Written task 1:
Quote the whole blog post below about being "Jenny from the block," word for word.

Text block:
***
I'm Still 'Jenny From the Block'...

I cannot count how many times I have had someone sing these lyrics to me, "I'm still, I'm still Jenny from the block"... or say, "Hey...Jenny from da block". If you aren't familiar, don't worry about it! You aren't missing anything, really! It's a song by the Latino actress and singer Jennifer Lopez...aka JLo. She sung this song called "Jenny From The Block". It mentions things like, "don't be fooled by the 'rocks' that I got...(translation-all her flashy stuff/jewlry/cars/money/fame)... I'm still, I'm still Jenny from the block" (translation-she hasn't forgotten where she came from, which was The Bronx, NY).



Now, as you all are WELL aware, there aren't any "rocks" that I got. I am not famous. I am not wealthy, or at least not as the world may view wealth (materialistic/money/cars/houses/etc). I also didn't physically come from The Bronx, or the projects, or the streets. I grew up very differently. The reason I named this post "I'm Still Jenny From the Block" is completely different than the actual lyrics of the song. However, I think the principle could still remain...and, I thought it was kinda funny! (Truth be told!)

It wasn't that long ago that I was talking with another Christian about his personal journey. He hadn't been a Christian all that long, maybe 4 or 5 years. He talked about the things he did before he met Christ. How he lived however he wanted. He didn't care who he hurt, and had great revenge for those who hurt him. He was married for a long time, but after more than a decade it began to fall apart. He began to drink. It started as a way to get back at his nagging wife. He did it to spite her. Eventually what he used as an act of spite turned into an addiction and he became an alcoholic. He would get into bar fights, would curse a lot, struggled with adult material, he got divorced. He went bankrupt and pretty much lost everything he had. This was all before he came to know Christ.

Now that he has found Christ, he has chosen to submerge himself into Scriptural studies. He has been sober for almost 5 years. He still struggles with certain things, but he makes sure to deal with them immediately, and confess them to God. He strives for a restored relationship with Christ. He has good intentions. The problem is...it seems he has forgotten where he came from. It seems as if pride has creeped in, and compassion has been extinguished.
***
Data shown:
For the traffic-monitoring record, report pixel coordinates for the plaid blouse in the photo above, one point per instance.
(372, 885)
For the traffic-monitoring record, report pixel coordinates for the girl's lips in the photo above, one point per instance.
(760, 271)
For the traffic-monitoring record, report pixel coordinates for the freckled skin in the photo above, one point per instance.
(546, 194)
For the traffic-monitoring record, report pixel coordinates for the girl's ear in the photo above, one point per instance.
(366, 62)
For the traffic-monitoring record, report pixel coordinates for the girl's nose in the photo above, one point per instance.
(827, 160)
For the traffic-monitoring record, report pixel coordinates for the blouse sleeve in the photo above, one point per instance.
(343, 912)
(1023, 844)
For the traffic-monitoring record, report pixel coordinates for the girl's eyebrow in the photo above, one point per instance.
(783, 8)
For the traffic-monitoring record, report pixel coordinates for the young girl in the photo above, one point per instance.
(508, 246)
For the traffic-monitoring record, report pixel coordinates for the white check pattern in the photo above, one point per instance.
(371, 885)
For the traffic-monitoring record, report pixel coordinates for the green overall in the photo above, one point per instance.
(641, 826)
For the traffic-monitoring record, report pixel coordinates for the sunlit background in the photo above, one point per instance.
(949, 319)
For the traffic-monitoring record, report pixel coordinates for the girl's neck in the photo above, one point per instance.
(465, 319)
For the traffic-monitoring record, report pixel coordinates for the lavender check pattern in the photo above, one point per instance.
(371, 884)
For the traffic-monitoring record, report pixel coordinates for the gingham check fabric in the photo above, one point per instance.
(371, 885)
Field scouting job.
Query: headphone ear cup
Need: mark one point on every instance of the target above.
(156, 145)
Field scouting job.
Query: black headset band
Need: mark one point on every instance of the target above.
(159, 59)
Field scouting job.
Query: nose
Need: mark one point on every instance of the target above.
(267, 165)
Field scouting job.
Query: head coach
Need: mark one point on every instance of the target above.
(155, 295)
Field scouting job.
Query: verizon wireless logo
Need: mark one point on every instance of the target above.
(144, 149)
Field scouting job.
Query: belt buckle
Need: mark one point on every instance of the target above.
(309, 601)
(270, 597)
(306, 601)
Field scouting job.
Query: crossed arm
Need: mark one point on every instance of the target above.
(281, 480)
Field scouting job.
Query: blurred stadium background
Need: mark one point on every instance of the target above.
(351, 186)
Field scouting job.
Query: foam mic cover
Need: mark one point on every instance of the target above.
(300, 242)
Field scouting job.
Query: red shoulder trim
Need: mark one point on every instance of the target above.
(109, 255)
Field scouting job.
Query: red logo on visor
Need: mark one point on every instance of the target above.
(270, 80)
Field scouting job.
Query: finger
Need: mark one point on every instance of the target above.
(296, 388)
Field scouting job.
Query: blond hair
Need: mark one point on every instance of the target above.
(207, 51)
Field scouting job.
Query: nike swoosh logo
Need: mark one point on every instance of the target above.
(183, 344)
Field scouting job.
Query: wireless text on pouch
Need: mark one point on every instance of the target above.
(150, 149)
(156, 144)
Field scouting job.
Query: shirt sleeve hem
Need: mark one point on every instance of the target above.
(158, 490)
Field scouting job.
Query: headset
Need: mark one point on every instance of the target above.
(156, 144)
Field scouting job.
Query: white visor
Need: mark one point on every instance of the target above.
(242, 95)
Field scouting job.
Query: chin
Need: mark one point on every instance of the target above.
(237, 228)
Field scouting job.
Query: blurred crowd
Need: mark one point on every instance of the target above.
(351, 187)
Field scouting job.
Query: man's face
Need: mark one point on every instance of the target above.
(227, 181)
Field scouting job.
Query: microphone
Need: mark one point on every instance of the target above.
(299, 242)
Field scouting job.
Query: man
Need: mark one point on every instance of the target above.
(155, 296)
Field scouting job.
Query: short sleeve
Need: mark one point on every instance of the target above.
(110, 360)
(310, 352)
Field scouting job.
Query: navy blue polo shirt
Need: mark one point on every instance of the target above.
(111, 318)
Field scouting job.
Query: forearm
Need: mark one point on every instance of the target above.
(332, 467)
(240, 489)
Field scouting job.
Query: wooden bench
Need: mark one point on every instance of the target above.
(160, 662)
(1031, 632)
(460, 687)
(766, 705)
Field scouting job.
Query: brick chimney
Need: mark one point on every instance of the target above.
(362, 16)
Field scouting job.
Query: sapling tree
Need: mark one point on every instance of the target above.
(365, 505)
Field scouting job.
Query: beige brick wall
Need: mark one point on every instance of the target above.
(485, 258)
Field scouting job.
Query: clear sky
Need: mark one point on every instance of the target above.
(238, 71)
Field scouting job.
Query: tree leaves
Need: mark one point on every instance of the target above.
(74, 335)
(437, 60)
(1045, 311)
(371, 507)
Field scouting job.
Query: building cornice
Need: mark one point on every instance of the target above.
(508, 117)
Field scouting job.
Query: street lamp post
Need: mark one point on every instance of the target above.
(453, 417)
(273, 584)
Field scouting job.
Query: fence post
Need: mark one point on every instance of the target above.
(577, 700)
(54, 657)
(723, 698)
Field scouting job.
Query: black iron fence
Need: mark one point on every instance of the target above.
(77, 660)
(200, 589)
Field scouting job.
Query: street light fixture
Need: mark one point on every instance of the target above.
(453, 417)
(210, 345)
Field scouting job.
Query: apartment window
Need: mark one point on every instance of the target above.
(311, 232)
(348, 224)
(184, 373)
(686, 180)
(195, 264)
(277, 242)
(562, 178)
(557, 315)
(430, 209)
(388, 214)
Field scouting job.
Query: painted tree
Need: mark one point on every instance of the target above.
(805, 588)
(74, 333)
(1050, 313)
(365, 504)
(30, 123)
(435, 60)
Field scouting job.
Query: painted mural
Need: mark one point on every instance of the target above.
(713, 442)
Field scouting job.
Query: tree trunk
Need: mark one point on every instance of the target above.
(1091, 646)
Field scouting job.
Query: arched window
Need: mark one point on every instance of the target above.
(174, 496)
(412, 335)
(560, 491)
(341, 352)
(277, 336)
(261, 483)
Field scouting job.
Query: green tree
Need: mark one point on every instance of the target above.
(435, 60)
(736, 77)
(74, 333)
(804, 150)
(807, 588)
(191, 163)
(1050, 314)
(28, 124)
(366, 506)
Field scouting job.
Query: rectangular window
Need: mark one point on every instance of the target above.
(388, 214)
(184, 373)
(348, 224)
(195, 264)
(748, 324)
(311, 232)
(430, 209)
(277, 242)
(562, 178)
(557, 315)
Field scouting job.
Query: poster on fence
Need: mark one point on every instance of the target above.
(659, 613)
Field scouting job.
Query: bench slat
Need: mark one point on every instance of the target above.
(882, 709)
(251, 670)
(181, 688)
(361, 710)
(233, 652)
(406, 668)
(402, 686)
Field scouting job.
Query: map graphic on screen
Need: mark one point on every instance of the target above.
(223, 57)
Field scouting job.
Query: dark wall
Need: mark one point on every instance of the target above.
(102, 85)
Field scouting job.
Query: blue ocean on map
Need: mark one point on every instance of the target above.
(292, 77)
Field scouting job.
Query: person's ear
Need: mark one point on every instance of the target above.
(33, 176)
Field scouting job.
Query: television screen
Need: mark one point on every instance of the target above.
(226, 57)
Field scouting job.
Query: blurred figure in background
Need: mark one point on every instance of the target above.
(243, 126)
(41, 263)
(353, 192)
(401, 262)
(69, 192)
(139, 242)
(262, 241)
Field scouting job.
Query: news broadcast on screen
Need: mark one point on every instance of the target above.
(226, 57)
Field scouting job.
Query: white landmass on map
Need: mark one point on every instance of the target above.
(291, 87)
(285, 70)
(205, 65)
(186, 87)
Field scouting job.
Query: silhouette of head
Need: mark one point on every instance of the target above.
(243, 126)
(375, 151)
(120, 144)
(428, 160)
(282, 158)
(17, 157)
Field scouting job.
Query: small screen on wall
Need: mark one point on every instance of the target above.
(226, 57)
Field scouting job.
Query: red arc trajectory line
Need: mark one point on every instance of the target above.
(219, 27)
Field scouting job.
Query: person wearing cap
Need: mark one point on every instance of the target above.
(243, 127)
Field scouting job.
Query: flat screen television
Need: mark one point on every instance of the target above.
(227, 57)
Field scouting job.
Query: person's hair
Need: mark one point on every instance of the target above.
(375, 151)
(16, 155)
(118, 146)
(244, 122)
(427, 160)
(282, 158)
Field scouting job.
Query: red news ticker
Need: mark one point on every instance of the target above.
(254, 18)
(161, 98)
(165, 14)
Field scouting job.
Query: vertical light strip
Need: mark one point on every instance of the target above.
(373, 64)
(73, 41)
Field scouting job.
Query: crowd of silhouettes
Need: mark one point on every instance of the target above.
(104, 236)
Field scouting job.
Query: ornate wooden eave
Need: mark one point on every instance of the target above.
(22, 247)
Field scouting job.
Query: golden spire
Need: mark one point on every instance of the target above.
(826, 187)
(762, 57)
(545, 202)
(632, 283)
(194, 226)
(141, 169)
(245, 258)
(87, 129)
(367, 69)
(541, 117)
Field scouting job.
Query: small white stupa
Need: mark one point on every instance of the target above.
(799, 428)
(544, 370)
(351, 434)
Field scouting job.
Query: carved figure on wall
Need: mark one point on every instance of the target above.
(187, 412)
***
Written task 2:
Pull out every line of the rows above that contains the string "visor".

Exercise answer 1:
I'm Still 'Jenny From the Block'...

I cannot count how many times I have had someone sing these lyrics to me, "I'm still, I'm still Jenny from the block"... or say, "Hey...Jenny from da block". If you aren't familiar, don't worry about it! You aren't missing anything, really! It's a song by the Latino actress and singer Jennifer Lopez...aka JLo. She sung this song called "Jenny From The Block". It mentions things like, "don't be fooled by the 'rocks' that I got...(translation-all her flashy stuff/jewlry/cars/money/fame)... I'm still, I'm still Jenny from the block" (translation-she hasn't forgotten where she came from, which was The Bronx, NY).



Now, as you all are WELL aware, there aren't any "rocks" that I got. I am not famous. I am not wealthy, or at least not as the world may view wealth (materialistic/money/cars/houses/etc). I also didn't physically come from The Bronx, or the projects, or the streets. I grew up very differently. The reason I named this post "I'm Still Jenny From the Block" is completely different than the actual lyrics of the song. However, I think the principle could still remain...and, I thought it was kinda funny! (Truth be told!)

It wasn't that long ago that I was talking with another Christian about his personal journey. He hadn't been a Christian all that long, maybe 4 or 5 years. He talked about the things he did before he met Christ. How he lived however he wanted. He didn't care who he hurt, and had great revenge for those who hurt him. He was married for a long time, but after more than a decade it began to fall apart. He began to drink. It started as a way to get back at his nagging wife. He did it to spite her. Eventually what he used as an act of spite turned into an addiction and he became an alcoholic. He would get into bar fights, would curse a lot, struggled with adult material, he got divorced. He went bankrupt and pretty much lost everything he had. This was all before he came to know Christ.

Now that he has found Christ, he has chosen to submerge himself into Scriptural studies. He has been sober for almost 5 years. He still struggles with certain things, but he makes sure to deal with them immediately, and confess them to God. He strives for a restored relationship with Christ. He has good intentions. The problem is...it seems he has forgotten where he came from. It seems as if pride has creeped in, and compassion has been extinguished.

Exercise answer 2:
Query: red logo on visor
Query: white visor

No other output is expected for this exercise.